Natural-language object grounding data

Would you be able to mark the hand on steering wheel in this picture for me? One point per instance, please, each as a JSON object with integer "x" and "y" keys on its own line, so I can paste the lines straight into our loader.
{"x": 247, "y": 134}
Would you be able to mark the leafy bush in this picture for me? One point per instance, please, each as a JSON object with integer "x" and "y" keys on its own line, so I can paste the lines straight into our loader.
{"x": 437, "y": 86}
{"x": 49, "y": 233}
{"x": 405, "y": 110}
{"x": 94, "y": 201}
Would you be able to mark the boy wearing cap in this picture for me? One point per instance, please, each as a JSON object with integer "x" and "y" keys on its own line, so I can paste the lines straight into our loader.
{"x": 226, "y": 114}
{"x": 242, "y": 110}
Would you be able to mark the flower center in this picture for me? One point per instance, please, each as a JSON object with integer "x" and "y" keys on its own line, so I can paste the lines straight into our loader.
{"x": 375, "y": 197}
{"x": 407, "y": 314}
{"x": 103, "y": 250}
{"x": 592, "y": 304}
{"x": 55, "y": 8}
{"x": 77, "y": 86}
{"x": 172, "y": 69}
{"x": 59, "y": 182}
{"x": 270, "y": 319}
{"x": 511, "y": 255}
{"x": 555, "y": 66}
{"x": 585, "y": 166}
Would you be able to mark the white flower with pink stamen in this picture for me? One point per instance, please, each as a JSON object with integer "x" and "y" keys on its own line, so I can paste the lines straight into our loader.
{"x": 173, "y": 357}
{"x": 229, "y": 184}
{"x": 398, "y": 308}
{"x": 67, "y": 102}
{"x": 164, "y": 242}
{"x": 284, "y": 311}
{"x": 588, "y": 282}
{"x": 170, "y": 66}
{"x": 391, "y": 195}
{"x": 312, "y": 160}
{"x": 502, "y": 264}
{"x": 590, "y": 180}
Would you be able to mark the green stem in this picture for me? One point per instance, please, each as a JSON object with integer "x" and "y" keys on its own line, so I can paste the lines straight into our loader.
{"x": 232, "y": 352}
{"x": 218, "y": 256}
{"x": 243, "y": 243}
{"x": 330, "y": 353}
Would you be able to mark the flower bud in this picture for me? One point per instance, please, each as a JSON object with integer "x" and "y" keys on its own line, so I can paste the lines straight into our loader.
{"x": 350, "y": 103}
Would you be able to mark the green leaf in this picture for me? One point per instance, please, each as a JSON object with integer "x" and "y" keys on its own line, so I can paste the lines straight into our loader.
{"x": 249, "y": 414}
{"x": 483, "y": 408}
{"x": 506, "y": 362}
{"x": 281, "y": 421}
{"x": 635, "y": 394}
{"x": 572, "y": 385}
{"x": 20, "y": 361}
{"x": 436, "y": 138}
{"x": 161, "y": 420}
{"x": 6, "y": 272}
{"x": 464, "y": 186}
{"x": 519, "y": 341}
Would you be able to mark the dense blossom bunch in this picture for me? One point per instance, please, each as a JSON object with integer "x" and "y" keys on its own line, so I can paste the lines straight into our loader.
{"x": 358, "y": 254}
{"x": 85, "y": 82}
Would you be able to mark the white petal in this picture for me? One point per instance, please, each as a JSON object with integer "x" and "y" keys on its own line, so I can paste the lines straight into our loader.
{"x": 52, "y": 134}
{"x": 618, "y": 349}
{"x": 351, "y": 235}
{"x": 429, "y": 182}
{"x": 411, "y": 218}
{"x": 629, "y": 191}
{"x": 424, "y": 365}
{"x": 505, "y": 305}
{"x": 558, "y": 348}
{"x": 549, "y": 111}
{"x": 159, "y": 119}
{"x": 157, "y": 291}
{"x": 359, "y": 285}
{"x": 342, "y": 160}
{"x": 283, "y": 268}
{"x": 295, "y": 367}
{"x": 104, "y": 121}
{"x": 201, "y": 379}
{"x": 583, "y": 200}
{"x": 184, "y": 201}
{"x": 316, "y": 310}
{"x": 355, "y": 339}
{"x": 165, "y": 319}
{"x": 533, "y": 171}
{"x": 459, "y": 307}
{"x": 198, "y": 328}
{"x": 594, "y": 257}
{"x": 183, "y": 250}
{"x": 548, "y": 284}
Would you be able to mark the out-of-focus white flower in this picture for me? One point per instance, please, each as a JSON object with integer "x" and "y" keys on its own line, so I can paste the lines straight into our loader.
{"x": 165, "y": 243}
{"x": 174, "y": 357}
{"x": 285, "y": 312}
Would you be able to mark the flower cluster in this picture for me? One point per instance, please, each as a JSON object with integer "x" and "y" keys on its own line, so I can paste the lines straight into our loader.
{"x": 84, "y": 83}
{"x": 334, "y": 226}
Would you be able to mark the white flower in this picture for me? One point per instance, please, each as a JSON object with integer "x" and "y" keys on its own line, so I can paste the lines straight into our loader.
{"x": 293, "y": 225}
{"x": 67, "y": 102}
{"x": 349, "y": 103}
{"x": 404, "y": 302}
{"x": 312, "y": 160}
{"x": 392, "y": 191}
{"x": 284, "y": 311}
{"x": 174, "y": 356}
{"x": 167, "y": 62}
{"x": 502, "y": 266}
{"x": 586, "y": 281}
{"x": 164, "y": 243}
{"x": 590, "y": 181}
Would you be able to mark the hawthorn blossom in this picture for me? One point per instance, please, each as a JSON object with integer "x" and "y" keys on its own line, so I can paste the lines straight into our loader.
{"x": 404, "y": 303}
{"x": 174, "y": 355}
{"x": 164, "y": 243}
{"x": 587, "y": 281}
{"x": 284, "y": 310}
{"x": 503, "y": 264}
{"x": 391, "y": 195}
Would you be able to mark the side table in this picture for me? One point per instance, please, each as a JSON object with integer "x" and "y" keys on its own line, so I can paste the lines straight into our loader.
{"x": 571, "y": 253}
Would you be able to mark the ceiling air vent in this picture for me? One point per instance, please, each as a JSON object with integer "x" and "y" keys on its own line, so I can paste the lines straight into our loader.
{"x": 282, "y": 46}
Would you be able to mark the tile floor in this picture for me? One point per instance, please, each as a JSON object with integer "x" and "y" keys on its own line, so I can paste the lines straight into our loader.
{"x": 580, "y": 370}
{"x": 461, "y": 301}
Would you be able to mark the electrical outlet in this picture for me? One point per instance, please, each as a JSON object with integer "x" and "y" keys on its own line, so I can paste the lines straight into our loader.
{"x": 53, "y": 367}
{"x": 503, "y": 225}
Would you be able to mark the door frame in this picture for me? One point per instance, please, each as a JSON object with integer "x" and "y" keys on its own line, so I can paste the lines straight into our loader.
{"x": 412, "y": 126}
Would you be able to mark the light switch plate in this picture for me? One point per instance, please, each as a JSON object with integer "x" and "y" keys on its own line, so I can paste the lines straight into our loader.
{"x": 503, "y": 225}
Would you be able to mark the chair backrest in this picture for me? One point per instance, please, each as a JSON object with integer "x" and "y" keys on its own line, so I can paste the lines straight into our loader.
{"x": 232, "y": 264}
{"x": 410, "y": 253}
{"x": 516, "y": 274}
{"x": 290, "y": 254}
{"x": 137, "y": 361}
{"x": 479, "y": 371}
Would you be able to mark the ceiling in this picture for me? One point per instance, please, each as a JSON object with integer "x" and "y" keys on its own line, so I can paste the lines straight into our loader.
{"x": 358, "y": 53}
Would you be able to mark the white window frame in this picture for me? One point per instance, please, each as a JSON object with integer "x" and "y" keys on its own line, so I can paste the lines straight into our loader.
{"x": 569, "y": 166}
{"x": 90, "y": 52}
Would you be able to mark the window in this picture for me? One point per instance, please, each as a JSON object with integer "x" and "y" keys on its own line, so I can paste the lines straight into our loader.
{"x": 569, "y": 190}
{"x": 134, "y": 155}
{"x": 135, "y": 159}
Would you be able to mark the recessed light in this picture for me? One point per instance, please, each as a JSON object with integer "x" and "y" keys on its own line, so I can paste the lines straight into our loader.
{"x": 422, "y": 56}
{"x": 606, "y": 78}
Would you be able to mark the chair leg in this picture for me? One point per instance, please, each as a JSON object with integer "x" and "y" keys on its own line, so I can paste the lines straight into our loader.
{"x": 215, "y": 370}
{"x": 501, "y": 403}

Action item
Beginning at the line with "Would you be able to mark the chair leg" and ending at the last line of the entries, print every line exactly.

Solution
Would you be able to mark the chair leg in this picture for me? One point per instance, please, each as a JSON object with integer "x" and "y" keys on its own line, so I can paste the lines straight into our loader.
{"x": 215, "y": 370}
{"x": 501, "y": 403}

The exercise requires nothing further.